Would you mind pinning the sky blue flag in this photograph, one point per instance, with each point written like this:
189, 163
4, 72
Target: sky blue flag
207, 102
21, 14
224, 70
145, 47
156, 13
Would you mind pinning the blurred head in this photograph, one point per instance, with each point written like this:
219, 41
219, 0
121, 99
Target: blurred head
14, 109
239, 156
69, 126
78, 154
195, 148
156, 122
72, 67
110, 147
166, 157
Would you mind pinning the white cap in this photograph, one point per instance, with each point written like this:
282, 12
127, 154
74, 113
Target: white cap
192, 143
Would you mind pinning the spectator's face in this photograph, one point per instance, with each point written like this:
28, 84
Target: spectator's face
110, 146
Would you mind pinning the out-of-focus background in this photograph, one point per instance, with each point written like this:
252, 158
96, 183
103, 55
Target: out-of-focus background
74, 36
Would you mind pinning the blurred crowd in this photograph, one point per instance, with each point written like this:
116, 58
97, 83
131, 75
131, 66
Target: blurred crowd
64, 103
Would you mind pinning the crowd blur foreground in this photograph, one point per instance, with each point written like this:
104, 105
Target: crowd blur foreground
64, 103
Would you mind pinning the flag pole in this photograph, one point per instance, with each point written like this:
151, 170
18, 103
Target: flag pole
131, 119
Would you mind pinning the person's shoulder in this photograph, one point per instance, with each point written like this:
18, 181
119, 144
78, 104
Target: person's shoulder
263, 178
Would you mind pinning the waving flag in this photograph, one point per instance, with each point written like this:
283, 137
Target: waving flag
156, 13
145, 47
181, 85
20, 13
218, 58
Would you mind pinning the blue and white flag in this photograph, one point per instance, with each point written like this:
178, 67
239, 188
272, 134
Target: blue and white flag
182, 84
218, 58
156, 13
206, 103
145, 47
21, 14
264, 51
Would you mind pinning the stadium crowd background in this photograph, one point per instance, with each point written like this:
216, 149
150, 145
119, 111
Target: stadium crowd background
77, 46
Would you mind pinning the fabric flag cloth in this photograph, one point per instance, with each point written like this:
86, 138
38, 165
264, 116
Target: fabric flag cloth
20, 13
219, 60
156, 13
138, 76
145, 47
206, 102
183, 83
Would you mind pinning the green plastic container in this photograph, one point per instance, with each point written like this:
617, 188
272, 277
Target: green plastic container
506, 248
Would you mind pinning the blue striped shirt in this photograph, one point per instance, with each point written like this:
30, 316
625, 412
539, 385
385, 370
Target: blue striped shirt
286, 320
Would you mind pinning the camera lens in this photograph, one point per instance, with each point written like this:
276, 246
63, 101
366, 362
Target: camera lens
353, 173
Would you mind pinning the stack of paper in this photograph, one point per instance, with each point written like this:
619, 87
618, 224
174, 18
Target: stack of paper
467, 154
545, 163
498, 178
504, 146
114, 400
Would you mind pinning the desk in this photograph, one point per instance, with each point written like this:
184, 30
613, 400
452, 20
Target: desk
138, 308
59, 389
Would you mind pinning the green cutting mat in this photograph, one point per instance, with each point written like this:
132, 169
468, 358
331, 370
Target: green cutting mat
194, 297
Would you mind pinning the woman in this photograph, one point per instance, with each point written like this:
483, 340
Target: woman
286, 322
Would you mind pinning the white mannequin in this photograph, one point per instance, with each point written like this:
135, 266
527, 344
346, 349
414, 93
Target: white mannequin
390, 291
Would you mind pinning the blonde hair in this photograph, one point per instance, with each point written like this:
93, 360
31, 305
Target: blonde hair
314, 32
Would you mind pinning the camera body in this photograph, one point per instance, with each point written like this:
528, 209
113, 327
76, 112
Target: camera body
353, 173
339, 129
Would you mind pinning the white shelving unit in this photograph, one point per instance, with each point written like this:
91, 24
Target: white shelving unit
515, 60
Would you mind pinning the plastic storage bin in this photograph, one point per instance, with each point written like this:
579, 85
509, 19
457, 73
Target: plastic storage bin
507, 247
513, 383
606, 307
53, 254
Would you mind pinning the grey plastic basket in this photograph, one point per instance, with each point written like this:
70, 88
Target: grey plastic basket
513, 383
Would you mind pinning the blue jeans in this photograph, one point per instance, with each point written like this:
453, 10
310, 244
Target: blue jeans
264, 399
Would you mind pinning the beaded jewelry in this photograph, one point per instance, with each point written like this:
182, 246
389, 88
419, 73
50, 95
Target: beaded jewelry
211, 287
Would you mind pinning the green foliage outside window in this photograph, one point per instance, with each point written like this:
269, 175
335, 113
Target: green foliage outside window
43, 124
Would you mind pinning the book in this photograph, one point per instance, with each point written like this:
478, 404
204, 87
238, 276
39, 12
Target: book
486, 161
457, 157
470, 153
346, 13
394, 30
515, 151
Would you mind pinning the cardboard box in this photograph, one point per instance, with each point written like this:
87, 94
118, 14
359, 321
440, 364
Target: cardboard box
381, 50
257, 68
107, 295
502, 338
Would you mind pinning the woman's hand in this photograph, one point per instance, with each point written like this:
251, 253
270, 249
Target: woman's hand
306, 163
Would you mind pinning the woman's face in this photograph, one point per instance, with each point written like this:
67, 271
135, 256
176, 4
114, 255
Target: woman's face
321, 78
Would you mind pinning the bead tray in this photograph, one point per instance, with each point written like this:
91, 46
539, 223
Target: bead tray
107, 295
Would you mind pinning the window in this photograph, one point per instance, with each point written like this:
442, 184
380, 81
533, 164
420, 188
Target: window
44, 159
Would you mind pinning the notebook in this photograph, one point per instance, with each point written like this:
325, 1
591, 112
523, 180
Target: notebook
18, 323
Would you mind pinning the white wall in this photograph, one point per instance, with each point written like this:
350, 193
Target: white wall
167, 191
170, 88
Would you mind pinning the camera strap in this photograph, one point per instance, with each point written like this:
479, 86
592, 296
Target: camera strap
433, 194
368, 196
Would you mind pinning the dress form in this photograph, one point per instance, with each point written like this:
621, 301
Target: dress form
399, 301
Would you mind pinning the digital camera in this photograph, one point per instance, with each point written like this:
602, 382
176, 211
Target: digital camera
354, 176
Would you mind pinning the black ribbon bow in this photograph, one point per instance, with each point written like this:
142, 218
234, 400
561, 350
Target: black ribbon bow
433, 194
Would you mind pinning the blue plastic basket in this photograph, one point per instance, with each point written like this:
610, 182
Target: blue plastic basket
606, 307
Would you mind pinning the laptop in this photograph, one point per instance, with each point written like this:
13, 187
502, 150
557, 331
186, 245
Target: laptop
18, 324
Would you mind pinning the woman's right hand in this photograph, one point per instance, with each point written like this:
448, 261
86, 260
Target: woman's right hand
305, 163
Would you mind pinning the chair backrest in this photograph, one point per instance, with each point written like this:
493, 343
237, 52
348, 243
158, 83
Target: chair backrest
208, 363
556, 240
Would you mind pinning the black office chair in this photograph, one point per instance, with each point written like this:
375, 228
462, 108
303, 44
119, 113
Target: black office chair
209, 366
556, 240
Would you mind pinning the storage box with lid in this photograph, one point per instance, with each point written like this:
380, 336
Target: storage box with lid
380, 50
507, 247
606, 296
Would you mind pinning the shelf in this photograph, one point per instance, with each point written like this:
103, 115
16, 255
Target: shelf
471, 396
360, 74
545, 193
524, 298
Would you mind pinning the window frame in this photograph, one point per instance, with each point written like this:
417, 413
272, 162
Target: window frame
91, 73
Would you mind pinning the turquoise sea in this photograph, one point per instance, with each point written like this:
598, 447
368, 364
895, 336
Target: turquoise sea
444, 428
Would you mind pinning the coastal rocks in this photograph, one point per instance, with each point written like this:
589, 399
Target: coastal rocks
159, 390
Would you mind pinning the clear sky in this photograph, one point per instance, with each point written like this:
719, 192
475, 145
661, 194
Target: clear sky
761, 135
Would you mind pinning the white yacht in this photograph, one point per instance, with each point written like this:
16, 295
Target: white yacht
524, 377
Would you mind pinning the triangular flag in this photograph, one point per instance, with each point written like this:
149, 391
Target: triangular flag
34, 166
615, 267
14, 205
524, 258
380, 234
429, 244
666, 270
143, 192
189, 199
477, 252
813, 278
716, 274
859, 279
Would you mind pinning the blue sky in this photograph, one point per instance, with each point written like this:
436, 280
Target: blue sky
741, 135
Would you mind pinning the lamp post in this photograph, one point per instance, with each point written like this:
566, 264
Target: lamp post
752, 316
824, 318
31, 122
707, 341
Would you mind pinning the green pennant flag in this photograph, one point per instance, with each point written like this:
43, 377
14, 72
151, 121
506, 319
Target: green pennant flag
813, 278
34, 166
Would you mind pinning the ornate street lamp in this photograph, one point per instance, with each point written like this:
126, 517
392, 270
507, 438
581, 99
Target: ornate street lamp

***

● Work instructions:
Repeat exactly, and only, the lines of the records above, starting with the line that contains "Would you mind pinning the clear" and ending with the final line, both included.

● Written response:
Would you mind pinning the clear sky in this photograph, one point per instance, with each point written like this:
719, 192
475, 145
661, 194
Target: clear sky
761, 135
Would you mind pinning the white yacht in this photograph, one point per instance, with each point written like this:
16, 295
Target: white yacht
524, 377
Would you mind pinning the triangular flag in this photograph, one point per instance, with each point written like this:
149, 391
Target: triangular flag
34, 166
615, 267
14, 205
524, 258
380, 234
429, 244
666, 270
143, 192
189, 199
477, 252
813, 278
716, 274
859, 279
Would you mind pinning the blue sky in this photograph, one point per instance, with each point written like this:
436, 280
Target: blue sky
741, 135
Would you mind pinning the lamp post in this photograph, one point per instance, with each point written like this:
566, 264
Target: lamp post
752, 316
824, 318
31, 122
707, 341
Would you mind pinning the green pennant flag in this photograph, one point per instance, with each point written like this:
43, 377
14, 72
151, 121
506, 319
Target: green pennant flag
813, 278
34, 166
Would you mind pinning the ornate street lamp in this photograph, one point per instance, with each point written like this:
126, 517
392, 270
507, 438
581, 99
Target: ornate street lamp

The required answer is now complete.